-- START --

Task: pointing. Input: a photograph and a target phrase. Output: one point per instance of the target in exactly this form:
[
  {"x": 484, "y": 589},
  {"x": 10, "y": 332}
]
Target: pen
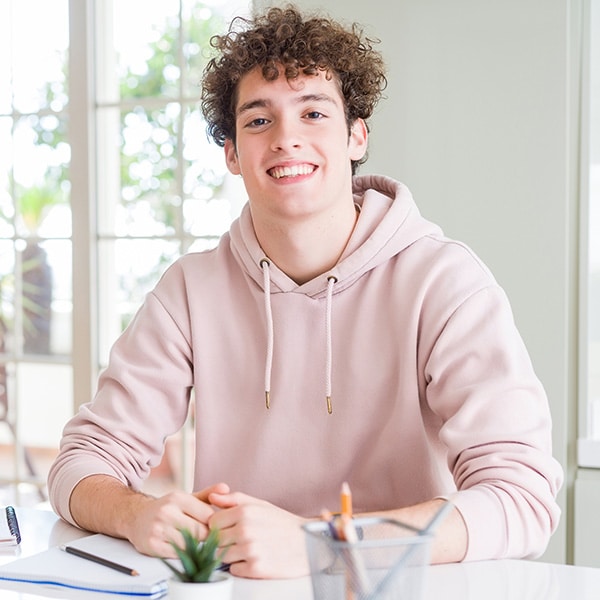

-- END --

### EXERCISE
Set down every line of the data above word for word, leaving out the pictures.

### COMPLETED EXERCISE
Task: pointing. Input: a photograph and a target phrase. Output: one point per instance of the target in exactly this form:
[
  {"x": 484, "y": 589},
  {"x": 10, "y": 332}
]
Target: pen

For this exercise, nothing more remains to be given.